Task to complete: Count the lines in the listing below that contain the word "floor" and give only that number.

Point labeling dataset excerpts
(begin)
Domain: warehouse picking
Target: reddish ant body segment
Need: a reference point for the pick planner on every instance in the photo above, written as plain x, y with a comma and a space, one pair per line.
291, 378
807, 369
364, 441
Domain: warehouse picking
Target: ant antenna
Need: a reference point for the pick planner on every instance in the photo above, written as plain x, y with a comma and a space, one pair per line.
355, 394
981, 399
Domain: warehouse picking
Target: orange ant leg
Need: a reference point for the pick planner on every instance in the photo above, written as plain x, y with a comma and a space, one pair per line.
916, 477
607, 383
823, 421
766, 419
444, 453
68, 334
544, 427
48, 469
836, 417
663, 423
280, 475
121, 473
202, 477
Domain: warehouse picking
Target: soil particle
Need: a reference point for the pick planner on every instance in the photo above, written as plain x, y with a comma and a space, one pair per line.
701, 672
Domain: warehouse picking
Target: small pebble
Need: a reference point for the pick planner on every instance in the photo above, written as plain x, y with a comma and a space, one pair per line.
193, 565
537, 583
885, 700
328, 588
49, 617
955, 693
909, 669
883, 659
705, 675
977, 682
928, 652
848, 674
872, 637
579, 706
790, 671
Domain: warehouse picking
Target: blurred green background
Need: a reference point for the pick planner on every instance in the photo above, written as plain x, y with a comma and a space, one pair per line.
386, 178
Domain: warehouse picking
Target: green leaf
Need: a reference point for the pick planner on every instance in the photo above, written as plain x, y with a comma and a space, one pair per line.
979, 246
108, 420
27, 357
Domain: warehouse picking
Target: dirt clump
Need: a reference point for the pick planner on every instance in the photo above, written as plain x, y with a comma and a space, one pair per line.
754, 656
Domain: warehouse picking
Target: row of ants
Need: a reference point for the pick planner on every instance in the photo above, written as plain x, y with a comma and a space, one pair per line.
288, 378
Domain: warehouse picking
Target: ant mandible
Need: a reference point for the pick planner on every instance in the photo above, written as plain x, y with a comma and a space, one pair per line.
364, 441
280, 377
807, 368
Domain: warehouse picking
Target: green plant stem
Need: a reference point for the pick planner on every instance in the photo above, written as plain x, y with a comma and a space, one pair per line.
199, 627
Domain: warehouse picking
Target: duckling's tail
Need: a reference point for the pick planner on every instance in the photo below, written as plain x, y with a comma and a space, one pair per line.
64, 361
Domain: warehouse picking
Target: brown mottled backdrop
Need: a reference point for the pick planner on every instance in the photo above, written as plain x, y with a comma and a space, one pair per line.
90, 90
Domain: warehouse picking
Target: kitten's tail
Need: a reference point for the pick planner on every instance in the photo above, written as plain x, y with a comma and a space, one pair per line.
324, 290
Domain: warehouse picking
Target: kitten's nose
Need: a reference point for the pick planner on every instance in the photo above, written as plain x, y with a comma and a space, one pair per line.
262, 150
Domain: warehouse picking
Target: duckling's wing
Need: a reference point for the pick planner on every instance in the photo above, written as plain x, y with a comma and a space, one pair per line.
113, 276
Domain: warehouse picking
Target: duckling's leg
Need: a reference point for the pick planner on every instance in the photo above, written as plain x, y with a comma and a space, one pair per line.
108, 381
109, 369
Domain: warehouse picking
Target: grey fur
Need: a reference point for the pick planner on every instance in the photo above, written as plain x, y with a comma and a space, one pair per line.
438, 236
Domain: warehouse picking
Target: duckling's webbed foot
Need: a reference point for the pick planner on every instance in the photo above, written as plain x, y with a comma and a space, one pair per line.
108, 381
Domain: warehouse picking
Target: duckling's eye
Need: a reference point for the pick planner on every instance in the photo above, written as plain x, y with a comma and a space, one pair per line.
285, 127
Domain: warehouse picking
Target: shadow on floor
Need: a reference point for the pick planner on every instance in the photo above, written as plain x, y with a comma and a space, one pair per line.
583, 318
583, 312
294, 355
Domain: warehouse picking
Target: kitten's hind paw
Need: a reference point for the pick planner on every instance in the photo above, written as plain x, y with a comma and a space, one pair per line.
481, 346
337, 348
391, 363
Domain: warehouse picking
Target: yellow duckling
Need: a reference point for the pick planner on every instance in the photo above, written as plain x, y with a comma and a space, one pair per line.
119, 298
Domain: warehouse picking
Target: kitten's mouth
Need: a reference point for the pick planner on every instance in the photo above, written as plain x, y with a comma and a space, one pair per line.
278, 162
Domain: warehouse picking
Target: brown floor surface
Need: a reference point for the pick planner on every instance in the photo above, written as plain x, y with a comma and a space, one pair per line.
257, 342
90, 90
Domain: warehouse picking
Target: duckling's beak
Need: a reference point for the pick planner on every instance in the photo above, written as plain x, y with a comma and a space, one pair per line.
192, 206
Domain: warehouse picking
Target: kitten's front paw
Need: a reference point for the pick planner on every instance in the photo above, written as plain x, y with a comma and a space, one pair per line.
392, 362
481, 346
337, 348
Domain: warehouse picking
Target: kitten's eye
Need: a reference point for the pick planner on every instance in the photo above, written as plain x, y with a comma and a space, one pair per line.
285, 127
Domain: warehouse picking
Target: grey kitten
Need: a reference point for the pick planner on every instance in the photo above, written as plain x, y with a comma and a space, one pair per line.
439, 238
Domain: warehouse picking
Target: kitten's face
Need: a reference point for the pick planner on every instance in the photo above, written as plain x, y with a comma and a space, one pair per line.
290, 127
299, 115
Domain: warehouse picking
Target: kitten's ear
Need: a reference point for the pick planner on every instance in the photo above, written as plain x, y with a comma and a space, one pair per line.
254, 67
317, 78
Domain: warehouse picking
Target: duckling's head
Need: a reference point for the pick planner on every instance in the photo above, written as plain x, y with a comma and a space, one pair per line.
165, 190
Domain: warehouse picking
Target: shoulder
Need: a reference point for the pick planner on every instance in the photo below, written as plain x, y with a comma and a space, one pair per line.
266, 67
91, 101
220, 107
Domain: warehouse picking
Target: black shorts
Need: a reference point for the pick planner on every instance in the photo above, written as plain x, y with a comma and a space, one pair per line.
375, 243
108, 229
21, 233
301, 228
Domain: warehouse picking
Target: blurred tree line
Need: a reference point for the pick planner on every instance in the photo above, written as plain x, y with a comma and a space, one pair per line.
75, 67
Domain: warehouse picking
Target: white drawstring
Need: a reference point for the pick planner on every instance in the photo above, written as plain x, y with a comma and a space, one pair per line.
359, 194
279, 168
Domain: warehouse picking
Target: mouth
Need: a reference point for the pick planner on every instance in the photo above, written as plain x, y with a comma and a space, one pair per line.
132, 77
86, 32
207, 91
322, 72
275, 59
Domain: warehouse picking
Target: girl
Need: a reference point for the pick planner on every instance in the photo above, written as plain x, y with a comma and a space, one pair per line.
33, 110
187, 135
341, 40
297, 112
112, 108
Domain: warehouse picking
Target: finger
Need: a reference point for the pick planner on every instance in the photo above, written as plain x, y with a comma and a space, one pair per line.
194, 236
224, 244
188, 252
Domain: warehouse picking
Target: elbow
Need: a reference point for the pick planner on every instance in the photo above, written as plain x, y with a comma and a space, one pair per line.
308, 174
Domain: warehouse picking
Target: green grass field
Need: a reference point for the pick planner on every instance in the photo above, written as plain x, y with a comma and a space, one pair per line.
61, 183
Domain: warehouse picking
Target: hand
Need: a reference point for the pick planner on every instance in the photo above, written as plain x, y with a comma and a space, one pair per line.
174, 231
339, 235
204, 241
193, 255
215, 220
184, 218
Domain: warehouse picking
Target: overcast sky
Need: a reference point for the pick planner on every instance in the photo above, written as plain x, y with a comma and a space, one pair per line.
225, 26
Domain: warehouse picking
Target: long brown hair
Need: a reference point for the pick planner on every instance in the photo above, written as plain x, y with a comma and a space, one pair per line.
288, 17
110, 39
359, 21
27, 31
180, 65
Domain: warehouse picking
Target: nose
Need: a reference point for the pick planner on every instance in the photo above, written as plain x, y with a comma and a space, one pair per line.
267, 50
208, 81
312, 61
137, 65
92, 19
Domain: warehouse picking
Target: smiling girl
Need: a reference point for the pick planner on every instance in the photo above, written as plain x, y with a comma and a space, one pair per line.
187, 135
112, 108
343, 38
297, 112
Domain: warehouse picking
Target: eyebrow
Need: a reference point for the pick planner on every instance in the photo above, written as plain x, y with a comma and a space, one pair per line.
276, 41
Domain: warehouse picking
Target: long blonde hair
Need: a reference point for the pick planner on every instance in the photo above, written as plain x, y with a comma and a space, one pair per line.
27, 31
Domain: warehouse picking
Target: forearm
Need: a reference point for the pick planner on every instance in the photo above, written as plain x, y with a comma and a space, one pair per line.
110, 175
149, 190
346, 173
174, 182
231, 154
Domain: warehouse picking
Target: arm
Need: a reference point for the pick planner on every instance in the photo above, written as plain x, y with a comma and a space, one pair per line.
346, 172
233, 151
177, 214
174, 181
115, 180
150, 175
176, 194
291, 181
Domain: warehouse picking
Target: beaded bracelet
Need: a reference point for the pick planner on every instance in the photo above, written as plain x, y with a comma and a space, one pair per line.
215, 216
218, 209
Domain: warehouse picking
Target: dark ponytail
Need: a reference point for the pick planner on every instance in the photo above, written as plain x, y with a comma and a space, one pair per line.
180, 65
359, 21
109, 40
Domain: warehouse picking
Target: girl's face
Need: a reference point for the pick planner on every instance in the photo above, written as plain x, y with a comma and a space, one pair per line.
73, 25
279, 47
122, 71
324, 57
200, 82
(end)
Worked solution: 2